Exercise objective:
State how many lines of the entries below contain the word "boot". Give only that number.
== Raw data ==
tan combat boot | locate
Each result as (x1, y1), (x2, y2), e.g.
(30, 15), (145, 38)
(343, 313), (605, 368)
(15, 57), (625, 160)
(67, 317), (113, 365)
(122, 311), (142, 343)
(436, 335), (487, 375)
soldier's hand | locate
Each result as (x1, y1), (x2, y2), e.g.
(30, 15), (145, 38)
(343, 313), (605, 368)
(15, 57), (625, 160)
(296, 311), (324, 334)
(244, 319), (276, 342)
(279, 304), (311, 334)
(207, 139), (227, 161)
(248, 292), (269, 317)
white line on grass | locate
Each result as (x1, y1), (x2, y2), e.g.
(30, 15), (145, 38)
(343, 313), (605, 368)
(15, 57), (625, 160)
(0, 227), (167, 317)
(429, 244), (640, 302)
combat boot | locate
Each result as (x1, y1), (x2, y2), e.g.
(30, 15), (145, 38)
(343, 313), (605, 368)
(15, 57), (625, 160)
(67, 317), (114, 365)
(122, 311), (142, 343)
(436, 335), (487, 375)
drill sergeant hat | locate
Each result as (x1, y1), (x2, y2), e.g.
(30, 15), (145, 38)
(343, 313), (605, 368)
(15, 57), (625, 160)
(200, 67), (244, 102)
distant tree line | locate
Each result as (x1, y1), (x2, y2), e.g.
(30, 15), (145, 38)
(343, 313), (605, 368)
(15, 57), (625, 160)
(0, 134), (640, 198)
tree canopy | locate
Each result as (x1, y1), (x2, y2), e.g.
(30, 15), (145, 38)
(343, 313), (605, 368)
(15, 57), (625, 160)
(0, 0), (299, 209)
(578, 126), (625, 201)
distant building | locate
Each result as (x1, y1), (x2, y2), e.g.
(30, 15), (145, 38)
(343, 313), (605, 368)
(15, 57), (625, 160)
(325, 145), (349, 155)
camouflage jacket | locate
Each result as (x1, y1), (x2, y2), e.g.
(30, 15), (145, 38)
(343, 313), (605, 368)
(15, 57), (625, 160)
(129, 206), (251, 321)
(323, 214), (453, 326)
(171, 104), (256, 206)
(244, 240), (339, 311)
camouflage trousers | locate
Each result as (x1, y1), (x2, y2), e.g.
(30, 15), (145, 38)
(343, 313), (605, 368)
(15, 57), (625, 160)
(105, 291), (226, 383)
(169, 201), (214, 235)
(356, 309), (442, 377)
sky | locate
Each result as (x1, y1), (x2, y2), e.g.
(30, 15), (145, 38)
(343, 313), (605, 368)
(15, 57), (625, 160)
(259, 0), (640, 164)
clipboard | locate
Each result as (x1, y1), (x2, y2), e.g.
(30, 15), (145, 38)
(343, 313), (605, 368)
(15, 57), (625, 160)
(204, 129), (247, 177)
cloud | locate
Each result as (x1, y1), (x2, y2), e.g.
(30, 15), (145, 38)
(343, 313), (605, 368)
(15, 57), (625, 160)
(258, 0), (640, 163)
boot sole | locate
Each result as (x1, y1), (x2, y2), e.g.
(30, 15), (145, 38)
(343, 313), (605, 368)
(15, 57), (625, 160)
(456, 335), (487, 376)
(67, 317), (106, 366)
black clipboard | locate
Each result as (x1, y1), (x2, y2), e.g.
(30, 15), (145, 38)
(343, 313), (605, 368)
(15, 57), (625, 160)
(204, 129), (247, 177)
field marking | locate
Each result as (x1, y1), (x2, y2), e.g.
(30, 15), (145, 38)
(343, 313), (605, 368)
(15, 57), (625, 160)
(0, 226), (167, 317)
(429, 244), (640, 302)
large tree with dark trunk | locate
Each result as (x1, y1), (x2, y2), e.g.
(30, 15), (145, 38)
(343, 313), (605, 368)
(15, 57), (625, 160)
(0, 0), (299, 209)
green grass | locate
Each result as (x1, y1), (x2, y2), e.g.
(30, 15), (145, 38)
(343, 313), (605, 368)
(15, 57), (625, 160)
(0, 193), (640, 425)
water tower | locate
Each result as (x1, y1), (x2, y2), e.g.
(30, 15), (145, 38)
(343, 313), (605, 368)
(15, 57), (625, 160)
===
Task result:
3